In the records below, swap "photo" for "image" everywhere it appears and copy out everything else unchanged. Leave out the pictures.

§ DATA EXCERPTS

::::::

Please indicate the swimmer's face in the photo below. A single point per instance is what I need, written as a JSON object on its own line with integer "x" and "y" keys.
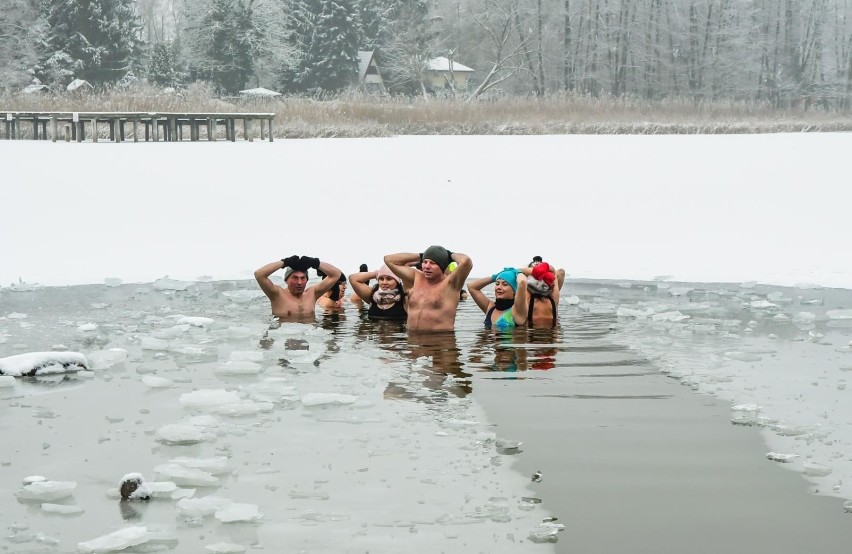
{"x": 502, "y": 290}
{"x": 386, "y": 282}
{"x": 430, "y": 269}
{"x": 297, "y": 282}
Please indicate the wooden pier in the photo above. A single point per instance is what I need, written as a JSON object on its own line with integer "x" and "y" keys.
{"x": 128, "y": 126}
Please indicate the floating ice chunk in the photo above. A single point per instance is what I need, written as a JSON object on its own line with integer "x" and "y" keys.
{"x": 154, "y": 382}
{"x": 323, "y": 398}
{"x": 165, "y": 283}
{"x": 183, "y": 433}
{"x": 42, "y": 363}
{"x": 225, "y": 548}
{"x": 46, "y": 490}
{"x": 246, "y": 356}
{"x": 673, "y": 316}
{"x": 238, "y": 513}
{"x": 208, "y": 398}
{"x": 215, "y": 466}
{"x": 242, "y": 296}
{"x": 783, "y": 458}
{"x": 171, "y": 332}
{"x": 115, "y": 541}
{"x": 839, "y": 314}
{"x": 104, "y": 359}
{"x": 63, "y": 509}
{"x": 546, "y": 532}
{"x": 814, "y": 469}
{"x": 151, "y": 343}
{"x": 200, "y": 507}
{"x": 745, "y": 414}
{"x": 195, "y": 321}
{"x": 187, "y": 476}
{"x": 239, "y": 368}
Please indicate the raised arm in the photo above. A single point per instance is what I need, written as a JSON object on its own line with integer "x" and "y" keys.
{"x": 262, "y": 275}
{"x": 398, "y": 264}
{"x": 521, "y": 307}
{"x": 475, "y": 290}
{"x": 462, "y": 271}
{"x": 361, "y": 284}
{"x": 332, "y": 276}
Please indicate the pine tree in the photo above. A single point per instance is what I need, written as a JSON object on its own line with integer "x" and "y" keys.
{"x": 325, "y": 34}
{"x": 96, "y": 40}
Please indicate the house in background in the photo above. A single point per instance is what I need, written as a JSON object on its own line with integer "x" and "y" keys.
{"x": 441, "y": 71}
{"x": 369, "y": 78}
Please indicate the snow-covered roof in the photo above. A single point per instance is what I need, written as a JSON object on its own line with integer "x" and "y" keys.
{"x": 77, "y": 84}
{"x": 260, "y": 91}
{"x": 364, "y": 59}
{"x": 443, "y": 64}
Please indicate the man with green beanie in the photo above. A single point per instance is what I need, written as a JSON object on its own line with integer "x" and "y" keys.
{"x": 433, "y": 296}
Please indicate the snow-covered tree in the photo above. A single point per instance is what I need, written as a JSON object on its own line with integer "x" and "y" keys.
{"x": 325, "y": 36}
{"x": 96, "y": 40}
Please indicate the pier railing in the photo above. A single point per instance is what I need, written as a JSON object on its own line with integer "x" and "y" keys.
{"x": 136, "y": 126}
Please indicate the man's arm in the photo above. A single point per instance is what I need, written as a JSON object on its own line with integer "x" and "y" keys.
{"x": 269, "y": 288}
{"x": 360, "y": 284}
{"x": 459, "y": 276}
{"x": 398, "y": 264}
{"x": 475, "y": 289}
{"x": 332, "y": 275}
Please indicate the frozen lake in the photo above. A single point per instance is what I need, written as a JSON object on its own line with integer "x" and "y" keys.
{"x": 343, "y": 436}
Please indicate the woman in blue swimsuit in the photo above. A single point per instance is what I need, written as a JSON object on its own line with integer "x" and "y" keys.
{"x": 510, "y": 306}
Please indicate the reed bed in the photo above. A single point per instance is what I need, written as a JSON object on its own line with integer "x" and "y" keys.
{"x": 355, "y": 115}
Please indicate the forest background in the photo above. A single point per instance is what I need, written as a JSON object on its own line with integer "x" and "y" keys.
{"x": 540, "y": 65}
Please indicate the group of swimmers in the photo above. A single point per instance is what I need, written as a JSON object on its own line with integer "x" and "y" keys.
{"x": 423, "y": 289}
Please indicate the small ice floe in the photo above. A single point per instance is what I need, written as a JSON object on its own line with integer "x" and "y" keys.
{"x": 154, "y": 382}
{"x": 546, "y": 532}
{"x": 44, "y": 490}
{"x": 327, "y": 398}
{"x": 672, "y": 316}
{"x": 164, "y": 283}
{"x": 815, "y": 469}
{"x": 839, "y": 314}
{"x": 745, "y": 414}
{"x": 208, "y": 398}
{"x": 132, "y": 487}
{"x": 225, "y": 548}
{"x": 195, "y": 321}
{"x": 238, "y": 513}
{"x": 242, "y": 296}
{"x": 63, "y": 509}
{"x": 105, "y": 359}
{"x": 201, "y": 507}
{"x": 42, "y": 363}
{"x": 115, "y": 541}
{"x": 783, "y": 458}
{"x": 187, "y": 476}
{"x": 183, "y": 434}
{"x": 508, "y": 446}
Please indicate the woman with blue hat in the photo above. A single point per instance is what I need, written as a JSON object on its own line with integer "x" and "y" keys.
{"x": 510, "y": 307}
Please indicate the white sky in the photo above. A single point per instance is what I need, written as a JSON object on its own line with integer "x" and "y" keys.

::::::

§ ANSWER TO THIS EXERCISE
Please indicate the swimmer's face in the image below. A single point per instance is what I need, written as a JSON object on its own line with integer "x" and "y" keys.
{"x": 502, "y": 290}
{"x": 386, "y": 282}
{"x": 430, "y": 269}
{"x": 297, "y": 282}
Please indicate the wooden pier in the image above. A single point per instance is what I need, written as a JSON object on its own line with integer "x" and "y" keys.
{"x": 128, "y": 126}
Please indicate the floating ice chunk in the image above. A single point per instance is what I need, written as a JSON object on its own line with integer "x" and "y" keys.
{"x": 154, "y": 382}
{"x": 323, "y": 398}
{"x": 165, "y": 283}
{"x": 183, "y": 433}
{"x": 42, "y": 363}
{"x": 225, "y": 548}
{"x": 46, "y": 490}
{"x": 246, "y": 356}
{"x": 673, "y": 316}
{"x": 238, "y": 513}
{"x": 208, "y": 398}
{"x": 215, "y": 466}
{"x": 242, "y": 296}
{"x": 783, "y": 458}
{"x": 171, "y": 332}
{"x": 115, "y": 541}
{"x": 839, "y": 314}
{"x": 104, "y": 359}
{"x": 63, "y": 509}
{"x": 546, "y": 532}
{"x": 814, "y": 469}
{"x": 151, "y": 343}
{"x": 200, "y": 507}
{"x": 745, "y": 414}
{"x": 195, "y": 321}
{"x": 187, "y": 476}
{"x": 239, "y": 368}
Please indicate the raised arm in the image above. A single point per instance is what I need, written as a JSON object on its own line with integer "x" and "y" keys.
{"x": 262, "y": 275}
{"x": 398, "y": 264}
{"x": 521, "y": 307}
{"x": 475, "y": 290}
{"x": 462, "y": 271}
{"x": 361, "y": 284}
{"x": 332, "y": 276}
Please indicate the pine tree in the image above. A single point per instance is what I need, written as a JSON object on its own line with integer "x" and "y" keys.
{"x": 325, "y": 34}
{"x": 96, "y": 40}
Please indicate the house in background in the image above. A single point per instance is what I need, written as a JSON object on its own line with integer "x" and "y" keys.
{"x": 441, "y": 71}
{"x": 369, "y": 78}
Please indicate the snow-covered roof in the image above. A single point per instance is what I need, written as a JSON object on its own line with integer "x" and "y" keys.
{"x": 77, "y": 84}
{"x": 260, "y": 91}
{"x": 364, "y": 59}
{"x": 443, "y": 64}
Please indicate the man with green beanie in the image above. A single point per instance is what I need, written as a JSON object on its own line with integer "x" and "y" keys.
{"x": 433, "y": 296}
Please indicate the snow-covered tree in the image above. A single point per instance is what I need, written as a JSON object on its own line with integer "x" and "y" keys.
{"x": 325, "y": 36}
{"x": 96, "y": 40}
Please indicate the pier railing in the image above. A single point per instance is what I need, written as a JSON object on its own line with integer "x" and "y" keys.
{"x": 136, "y": 126}
Please indicate the man's arm in the image above. A single point per instance is what I need, written as a JSON object on its own line with integer "x" and "y" keys.
{"x": 269, "y": 288}
{"x": 360, "y": 284}
{"x": 459, "y": 276}
{"x": 398, "y": 264}
{"x": 475, "y": 289}
{"x": 332, "y": 275}
Please indicate the frozen lake in the image above. A single point per instance is what I need, written as a JSON object on its own line with integer "x" and "y" keys.
{"x": 343, "y": 436}
Please indicate the woman in blue swimsuit in the image above. A single point per instance is what I need, written as a JSON object on its own line with integer "x" and "y" keys.
{"x": 510, "y": 306}
Please indicate the reed bed in the image above. A single point per instance is what I need, written as a JSON object on its own line with integer "x" and "y" keys.
{"x": 355, "y": 115}
Please indicate the forest background in the image above. A single point per instance is what I need, written as a JSON object on its own line with integer "x" and "y" keys.
{"x": 540, "y": 65}
Please indicate the group of swimmers in the image above. A single point per instance is what I need, written as a JSON object on its own line with integer "x" and "y" keys.
{"x": 423, "y": 289}
Please indicate the small ice floe in the image above. A single point per instance is what I need, written as a JSON object on its own line with integer "x" and "y" keys.
{"x": 154, "y": 382}
{"x": 546, "y": 532}
{"x": 44, "y": 490}
{"x": 327, "y": 398}
{"x": 672, "y": 316}
{"x": 164, "y": 283}
{"x": 815, "y": 469}
{"x": 839, "y": 314}
{"x": 745, "y": 414}
{"x": 208, "y": 398}
{"x": 132, "y": 487}
{"x": 225, "y": 548}
{"x": 195, "y": 321}
{"x": 238, "y": 513}
{"x": 242, "y": 296}
{"x": 63, "y": 509}
{"x": 105, "y": 359}
{"x": 201, "y": 507}
{"x": 42, "y": 363}
{"x": 115, "y": 541}
{"x": 783, "y": 458}
{"x": 187, "y": 476}
{"x": 183, "y": 434}
{"x": 508, "y": 446}
Please indicate the woman with blue hat in the image above. A single point per instance is what I need, written as a JSON object on its own line with integer "x" and "y" keys.
{"x": 510, "y": 307}
Please indicate the white sky in the image above. A single point per instance is what I need, written as a JSON object on its own line with integer "x" and "y" keys.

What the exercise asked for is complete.